BEGIN Excerpted text

Rainbow rights, chess olympiad and Georgia

Showing my colours in Chess Olympiad.

Showing my colours in Chess Olympiad.

Due to the mixed feelings I have postponed publishing my thoughts on this topic. First of all, I admit that I am a privileged western white (transgender) woman – despite the fact that Finnish legislation discriminates against my kind, e.g., by demanding sterilisation as a condition to recognise the legal gender status of a transgender person. In Georgia, there exist no ”trans laws”, so there is no possibility to have a new gender status officially recognised.

My private Chess Olympiad mascot.

My private Chess Olympiad mascot.

In my activism, I do not have to fear for my life, and with this attitude I came to Batumi as probably the first transgender woman to play in chess olympiads, with a rainbow coloured scarf on my shoulders and with rainbow coloured fingernails (this kind of fingernails were too much in athletics outlined by International Association of Athletics Federations a few years ago, but luckily chess seems to be a very tolerant branch of sport). During the chess olympiad, Vitali Safarov, a 25 years old human rights activist, was murdered in Georgian capital Tbilisi by neo-nazis. A couple of days after I left Batumi, local activists were attacked by masked men with knives. It is possible that the Batumi incident is thought to be so minor that the police will not put enough effort to investigate the incident despite the injured activists got into hospital due to their wounds. The Georgian establishment (law makers and even law enforces) tries to pretend that gender and sexual minorities do not even exist. It is a harsh environment for activism. Only now afterwards I do understand that I may have been too overconfident, walking alone on the beach boulevard at midnight to catch some pokemon or showing my true (rainbow) colours in public also outside the chess game hall. The local rainbow community called me courageous, but maybe I have only lost my ability to be afraid even in a sensible way.

Meeting with the Batumi community.

Meeting with the Batumi community.

During the tournament I had a possibility to meet some members of the local sexual minorities community. I had fun, insightful discussions, memorable moments, and I even played chess with these warm and courageous people. We exchanged views on different aspects of culture, I learned a lot about the Georgian culture, and maybe in return I gave something about the Finnish culture. I probably lost a part of my heart to the land of opposites: I liked kind people, mountains, shores of the Black Sea, food, and the best red wine I have tasted by now is Georgian.

Late night in the taxi back to my hotel, Tina Turner sang me ”You’re simply the best”. For a moment I believed it. The community had given me more courage, energy, and hope for fighting for rainbow rights, and most importantly new friends. Next day I also played chess quite well. I saw that the fight for equality, freedom and tolerance is possible to win globally, and I hope that I can witness it with my very own eyes.

Thank you, especially Lidia, Katey, Mariam and Natia for making my tournament memorable.

END Excerpted text
BEGIN Available data

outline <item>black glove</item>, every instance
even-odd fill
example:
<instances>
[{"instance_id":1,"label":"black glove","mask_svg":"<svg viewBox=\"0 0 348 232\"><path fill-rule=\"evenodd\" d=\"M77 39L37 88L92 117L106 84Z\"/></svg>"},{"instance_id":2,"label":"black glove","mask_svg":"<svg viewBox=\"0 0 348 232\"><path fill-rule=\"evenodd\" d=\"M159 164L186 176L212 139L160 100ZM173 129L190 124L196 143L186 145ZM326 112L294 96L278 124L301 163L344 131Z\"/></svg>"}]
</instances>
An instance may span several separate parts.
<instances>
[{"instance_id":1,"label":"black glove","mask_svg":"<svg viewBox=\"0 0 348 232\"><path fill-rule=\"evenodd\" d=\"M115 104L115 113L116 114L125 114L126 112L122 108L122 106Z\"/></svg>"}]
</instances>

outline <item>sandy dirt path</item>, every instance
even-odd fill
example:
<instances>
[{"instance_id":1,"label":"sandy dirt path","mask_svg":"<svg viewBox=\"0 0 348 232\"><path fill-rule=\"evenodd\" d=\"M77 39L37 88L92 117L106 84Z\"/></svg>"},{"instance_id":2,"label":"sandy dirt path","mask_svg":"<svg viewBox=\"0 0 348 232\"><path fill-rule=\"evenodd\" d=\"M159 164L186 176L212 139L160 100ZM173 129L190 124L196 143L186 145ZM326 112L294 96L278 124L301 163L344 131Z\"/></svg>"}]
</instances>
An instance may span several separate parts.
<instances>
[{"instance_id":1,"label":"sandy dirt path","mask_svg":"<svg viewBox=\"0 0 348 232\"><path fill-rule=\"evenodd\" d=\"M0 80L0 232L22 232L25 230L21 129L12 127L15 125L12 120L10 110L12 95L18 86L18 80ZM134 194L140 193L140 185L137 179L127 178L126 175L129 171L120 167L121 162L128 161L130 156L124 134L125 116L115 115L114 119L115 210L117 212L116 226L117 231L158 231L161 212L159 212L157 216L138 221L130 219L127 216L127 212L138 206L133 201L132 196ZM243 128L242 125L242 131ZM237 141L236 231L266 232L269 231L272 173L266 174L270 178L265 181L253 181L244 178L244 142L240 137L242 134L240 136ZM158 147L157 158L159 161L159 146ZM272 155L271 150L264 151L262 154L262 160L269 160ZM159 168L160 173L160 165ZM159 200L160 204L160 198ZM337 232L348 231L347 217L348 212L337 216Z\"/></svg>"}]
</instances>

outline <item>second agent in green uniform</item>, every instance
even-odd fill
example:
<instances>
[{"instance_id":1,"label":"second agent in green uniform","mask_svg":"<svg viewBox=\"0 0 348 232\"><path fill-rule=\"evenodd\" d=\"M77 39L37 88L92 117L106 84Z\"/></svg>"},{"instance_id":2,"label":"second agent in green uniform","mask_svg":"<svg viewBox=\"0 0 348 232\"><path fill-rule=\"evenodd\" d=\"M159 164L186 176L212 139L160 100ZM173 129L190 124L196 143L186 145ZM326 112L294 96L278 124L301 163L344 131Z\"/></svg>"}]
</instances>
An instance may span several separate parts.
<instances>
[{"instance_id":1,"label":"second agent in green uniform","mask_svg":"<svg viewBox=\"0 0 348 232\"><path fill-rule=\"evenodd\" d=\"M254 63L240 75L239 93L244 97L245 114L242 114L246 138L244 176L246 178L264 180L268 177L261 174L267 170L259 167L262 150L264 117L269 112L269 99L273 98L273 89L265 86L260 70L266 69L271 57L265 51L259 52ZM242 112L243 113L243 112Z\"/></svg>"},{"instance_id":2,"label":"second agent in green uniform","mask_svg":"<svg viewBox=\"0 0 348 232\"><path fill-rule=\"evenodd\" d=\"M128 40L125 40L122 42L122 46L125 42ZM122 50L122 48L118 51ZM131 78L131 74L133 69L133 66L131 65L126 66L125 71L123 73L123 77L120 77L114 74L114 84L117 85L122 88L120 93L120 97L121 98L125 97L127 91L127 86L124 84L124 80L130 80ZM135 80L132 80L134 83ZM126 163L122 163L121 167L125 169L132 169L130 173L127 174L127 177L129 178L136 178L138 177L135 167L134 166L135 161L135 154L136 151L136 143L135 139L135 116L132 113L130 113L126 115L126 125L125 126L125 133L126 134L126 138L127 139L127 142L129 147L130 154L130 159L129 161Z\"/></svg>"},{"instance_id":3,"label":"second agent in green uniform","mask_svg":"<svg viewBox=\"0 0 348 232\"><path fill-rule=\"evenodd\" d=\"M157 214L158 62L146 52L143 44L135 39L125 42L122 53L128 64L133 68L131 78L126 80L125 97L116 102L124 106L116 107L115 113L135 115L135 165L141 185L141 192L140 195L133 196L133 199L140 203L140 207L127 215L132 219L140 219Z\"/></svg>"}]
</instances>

END Available data

■ **Task**: According to the post about the chess olympiad in Georgia, who was murdered in Tbilisi by neo-Nazis during the olympiad? The data comes from a separate source and is unrelated to the post about the chess olympiad in Georgia.

■ **Answer space**: Vitali Safarov, a 25-year-old human rights activist.